> _Exercise goal_:
Copy out the full news item below on the Federal Court of Appeal ruling about dissolved corporations, word for word.

News of Note

1455257 Ontario Inc. – Federal Court of Appeal finds that a dissolved corporation cannot appeal to the Tax Court

Dawson JA and her colleagues have overruled an earlier decision of their Court (495187, a.ka. Sarraf) and found that an Ontario corporation which has been dissolved cannot file a Notice of Appeal.

Under the OBCA, a dissolved corporation cannot initiate legal proceedings, but proceedings can be taken against it. Sarraf considered that a court appeal was a mere continuation of proceedings which had been commenced against the corporation by the Minister’s assessment – but Dawson JA found that Sarraf had failed to consider that the current appeal procedures were quite different from the Income War Tax Act procedures considered in a yet earlier decision.

She noted that although a voluntarily dissolved corporation could not be revived by the Companies Branch, “the dissolved corporation may be revived by a Private Act of the Ontario Legislature.”

> _Raw data_:

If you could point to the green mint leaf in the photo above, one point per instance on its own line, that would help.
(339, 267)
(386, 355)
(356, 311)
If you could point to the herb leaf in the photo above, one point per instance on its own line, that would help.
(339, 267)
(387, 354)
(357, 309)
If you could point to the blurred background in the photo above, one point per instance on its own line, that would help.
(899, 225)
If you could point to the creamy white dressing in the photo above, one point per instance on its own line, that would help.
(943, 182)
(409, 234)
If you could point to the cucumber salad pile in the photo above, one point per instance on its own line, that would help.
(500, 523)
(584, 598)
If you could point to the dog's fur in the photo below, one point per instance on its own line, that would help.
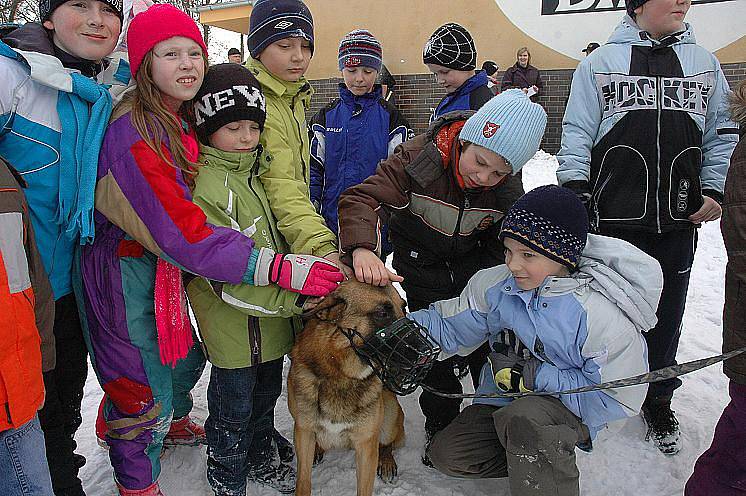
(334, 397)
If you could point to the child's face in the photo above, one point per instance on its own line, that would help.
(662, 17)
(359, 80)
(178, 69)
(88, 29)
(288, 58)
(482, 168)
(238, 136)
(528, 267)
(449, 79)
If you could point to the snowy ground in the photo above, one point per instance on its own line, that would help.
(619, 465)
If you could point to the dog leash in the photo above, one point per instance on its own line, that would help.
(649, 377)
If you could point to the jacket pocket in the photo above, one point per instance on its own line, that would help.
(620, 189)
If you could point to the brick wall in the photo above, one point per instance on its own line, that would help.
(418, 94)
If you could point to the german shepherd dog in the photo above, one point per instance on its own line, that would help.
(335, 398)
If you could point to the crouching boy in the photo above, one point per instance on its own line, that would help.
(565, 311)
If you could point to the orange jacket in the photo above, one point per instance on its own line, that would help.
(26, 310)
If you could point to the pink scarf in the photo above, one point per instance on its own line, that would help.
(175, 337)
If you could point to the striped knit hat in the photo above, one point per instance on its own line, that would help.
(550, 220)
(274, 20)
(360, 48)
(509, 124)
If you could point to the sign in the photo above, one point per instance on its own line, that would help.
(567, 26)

---

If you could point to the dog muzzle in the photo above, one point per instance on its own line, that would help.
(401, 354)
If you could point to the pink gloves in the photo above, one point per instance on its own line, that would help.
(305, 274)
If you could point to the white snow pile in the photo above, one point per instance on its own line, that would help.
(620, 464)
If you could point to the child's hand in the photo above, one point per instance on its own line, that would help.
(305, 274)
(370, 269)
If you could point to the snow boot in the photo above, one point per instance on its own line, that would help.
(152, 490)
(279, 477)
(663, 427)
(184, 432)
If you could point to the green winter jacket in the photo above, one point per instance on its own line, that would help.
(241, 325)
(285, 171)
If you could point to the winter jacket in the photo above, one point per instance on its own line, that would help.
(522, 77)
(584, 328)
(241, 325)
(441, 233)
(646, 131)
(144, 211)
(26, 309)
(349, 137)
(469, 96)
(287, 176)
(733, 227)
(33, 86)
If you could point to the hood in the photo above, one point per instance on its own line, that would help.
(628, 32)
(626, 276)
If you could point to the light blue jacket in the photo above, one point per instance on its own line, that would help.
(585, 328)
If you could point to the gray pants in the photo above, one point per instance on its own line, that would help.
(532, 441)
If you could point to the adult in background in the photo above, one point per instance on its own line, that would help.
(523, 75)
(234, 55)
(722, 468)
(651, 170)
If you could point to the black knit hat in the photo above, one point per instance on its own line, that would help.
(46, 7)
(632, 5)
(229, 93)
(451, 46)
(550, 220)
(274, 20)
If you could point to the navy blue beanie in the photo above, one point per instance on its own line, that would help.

> _In response_:
News of Note

1455257 Ontario Inc. – Federal Court of Appeal finds that a dissolved corporation cannot appeal to the Tax Court

Dawson JA and her colleagues have overruled an earlier decision of their Court (495187, a.ka. Sarraf) and found that an Ontario corporation which has been dissolved cannot file a Notice of Appeal.

Under the OBCA, a dissolved corporation cannot initiate legal proceedings, but proceedings can be taken against it. Sarraf considered that a court appeal was a mere continuation of proceedings which had been commenced against the corporation by the Minister’s assessment – but Dawson JA found that Sarraf had failed to consider that the current appeal procedures were quite different from the Income War Tax Act procedures considered in a yet earlier decision.

She noted that although a voluntarily dissolved corporation could not be revived by the Companies Branch, “the dissolved corporation may be revived by a Private Act of the Ontario Legislature.”